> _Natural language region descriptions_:
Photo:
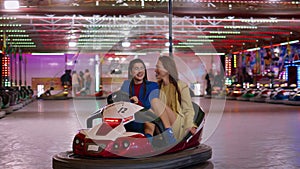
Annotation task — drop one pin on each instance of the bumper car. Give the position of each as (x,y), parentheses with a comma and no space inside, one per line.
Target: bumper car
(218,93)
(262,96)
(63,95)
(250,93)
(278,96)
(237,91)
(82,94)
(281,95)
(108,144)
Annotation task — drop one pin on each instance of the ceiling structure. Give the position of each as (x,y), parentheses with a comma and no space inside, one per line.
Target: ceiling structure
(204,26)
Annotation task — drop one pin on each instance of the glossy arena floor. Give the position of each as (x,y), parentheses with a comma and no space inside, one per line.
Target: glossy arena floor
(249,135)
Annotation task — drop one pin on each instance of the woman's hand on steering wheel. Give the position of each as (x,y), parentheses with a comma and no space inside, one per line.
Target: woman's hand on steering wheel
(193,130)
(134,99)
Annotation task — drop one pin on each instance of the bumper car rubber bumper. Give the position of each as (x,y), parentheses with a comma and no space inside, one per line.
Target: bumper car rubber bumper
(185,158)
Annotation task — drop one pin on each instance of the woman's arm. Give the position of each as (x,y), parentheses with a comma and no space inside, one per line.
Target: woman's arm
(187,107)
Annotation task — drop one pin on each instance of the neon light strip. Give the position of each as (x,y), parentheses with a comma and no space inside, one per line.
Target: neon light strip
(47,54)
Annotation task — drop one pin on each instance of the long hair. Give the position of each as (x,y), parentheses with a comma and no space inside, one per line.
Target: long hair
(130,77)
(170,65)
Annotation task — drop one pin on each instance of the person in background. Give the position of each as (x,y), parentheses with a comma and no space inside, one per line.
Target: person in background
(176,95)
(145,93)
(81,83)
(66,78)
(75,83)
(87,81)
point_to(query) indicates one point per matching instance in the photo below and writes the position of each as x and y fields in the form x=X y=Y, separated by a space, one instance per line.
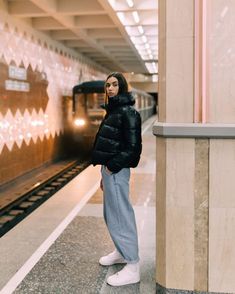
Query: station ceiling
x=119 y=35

> _Work item_: Please output all of the entries above exactly, but without any picture.

> _Solution below_:
Photo:
Annotation task — drop one pin on each instance of the bumper car. Give the position of each as (x,y), parentheses with a comma and no space inside, one per line.
Target: bumper car
(218,93)
(262,96)
(63,95)
(250,93)
(278,96)
(237,91)
(82,94)
(281,95)
(108,144)
Annotation task — drop one pin on each instance of the ceiling structure. Give the position of each as (x,y), parentheses with a comma and no space inside, one per line.
Target: ceiling structure
(204,26)
Annotation task — drop one pin on each instance of the glossy arena floor. Give the position of each as (x,y), parentheses with a comma and no space inside, one per line.
Target: glossy arena floor
(249,135)
Annotation task — drop one pin on each instance of the woman's hand on steering wheel. Give the position of each as (x,y), parentheses with a comma and no space inside, one per line.
Target: woman's hand on steering wheel
(193,130)
(134,99)
Annotation task — drop one pin on each instance of the bumper car rubber bumper. Give the position of each as (x,y), parentheses with a comma and no space inside, one per line.
Target: bumper car rubber bumper
(185,158)
Annotation task — drop one pin on each instance of the woman's arm. Give the position of each as (x,y), parentheses with a comma and no space inside, one per line.
Target: woman's arm
(187,107)
Annotation task — drop one pin on each instance of the neon light strip. Give the position of each as (x,y), parentheses with a comma and no space inside, one per line.
Target: neon light strip
(47,54)
Annotation task — drop one pin on each instance of the long hair. Give the position of each as (x,y), parentheses with a comma and no space inside, one per line.
Target: long hair
(130,77)
(170,65)
Annotation task — drop one pin on each instance of the person in background. Give the position of each as (x,y), parentheses with a comma and no space inside, one per line.
Target: person in background
(176,95)
(145,93)
(81,83)
(66,78)
(75,83)
(87,81)
point_to(query) indicates one point per matching instance in the photo below and writes the position of each as x and y fields in the form x=X y=Y, separated by a space, one instance per line.
Query: station ceiling
x=119 y=35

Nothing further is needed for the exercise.